▸ Given instruction
Count how many lines of the data below contain the string "pine", matching case exactly, and reply with that number alone.
══════════
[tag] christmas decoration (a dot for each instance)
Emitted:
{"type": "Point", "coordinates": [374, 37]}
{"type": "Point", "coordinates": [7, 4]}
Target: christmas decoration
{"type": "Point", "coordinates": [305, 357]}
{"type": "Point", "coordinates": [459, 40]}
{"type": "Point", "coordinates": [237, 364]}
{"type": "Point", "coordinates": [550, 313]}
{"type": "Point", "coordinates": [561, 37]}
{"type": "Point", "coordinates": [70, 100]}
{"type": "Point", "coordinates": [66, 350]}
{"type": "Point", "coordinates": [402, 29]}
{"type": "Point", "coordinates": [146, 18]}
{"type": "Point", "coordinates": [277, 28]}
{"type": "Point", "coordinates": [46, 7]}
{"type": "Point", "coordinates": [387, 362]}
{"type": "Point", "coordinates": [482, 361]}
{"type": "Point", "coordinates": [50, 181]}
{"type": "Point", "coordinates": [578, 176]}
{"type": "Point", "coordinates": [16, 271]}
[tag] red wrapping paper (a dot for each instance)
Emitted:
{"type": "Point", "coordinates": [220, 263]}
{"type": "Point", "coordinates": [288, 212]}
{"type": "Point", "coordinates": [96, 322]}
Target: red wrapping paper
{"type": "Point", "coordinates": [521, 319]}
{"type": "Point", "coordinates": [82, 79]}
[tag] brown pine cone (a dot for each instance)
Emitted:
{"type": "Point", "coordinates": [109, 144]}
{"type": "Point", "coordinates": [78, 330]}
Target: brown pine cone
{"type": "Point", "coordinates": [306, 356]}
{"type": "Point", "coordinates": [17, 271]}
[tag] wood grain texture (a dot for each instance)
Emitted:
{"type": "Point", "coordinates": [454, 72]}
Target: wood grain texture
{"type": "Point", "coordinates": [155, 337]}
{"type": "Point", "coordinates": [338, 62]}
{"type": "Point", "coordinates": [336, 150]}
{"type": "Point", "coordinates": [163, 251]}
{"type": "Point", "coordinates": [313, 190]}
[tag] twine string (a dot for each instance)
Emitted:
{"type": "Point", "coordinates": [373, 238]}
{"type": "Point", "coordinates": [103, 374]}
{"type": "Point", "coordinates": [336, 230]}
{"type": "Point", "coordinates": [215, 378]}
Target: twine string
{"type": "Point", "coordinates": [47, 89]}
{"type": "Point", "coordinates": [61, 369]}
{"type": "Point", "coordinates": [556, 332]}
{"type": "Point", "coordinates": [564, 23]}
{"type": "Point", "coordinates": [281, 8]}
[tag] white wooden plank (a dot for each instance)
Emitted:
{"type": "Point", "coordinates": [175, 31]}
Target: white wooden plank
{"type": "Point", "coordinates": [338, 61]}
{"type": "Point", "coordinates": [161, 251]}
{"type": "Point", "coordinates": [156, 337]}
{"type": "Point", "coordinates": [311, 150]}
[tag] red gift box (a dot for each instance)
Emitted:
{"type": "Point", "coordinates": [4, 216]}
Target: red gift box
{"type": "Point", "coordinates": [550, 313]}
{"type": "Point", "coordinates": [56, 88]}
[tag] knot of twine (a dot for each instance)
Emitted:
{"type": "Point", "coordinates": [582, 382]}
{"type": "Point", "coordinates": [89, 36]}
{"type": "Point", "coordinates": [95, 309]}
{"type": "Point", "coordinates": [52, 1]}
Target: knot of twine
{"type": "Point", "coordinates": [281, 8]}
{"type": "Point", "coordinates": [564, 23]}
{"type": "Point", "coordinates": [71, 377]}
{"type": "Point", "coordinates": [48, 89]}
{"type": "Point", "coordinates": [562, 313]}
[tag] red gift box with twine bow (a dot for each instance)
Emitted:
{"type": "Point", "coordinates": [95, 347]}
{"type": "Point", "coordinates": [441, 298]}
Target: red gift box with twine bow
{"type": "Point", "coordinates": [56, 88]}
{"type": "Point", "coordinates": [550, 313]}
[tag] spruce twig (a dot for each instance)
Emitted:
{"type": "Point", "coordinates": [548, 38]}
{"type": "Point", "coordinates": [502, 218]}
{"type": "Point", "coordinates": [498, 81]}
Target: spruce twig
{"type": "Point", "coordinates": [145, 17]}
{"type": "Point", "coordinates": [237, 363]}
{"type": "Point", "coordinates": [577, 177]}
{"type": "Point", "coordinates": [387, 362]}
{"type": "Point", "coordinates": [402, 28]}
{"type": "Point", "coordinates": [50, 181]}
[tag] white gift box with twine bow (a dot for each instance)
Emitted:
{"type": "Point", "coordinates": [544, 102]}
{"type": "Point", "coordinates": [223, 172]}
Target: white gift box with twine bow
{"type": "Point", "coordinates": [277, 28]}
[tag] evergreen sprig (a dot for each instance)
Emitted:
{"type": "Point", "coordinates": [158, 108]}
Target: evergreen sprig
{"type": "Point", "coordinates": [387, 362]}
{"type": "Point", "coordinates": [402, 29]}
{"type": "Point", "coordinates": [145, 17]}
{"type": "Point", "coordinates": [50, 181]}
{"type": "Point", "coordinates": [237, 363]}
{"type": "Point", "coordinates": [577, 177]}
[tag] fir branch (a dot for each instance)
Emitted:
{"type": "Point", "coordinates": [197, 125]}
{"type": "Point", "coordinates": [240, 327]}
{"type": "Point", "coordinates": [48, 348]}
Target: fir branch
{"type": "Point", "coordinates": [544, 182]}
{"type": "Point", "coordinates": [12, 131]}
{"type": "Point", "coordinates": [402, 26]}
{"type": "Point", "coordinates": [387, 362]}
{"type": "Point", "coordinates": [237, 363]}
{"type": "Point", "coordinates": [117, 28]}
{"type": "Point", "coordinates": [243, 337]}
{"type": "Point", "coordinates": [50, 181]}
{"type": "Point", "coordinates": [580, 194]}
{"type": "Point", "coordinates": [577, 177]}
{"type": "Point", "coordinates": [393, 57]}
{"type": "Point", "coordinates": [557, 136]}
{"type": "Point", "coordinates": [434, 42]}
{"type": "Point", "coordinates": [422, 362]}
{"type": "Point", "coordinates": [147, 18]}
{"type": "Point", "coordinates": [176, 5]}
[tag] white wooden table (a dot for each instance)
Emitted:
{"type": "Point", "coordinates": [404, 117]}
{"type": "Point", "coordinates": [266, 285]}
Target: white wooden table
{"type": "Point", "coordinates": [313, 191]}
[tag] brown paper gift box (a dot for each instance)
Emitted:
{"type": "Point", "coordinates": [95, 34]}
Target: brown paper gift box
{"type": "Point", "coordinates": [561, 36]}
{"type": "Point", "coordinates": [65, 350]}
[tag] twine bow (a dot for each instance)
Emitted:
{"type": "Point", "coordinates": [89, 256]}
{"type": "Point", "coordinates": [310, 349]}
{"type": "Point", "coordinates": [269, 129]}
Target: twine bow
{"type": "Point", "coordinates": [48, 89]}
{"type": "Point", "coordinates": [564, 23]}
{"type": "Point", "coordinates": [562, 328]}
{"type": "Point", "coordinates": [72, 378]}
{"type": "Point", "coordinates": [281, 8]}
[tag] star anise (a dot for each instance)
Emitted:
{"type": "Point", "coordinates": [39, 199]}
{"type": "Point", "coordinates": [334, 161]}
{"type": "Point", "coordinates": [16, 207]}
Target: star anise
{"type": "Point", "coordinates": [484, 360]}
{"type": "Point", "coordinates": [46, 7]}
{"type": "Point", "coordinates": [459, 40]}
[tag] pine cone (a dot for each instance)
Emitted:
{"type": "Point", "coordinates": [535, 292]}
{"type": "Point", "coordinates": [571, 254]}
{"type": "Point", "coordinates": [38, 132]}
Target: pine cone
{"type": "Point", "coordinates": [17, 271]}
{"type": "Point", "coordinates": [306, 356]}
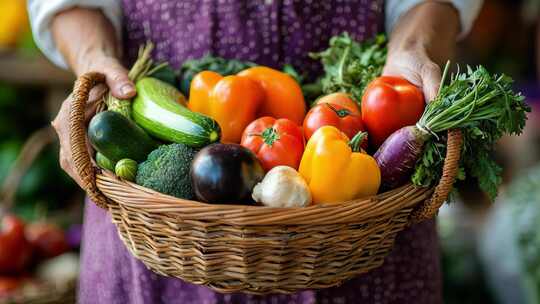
══════════
▸ Reply to the task
4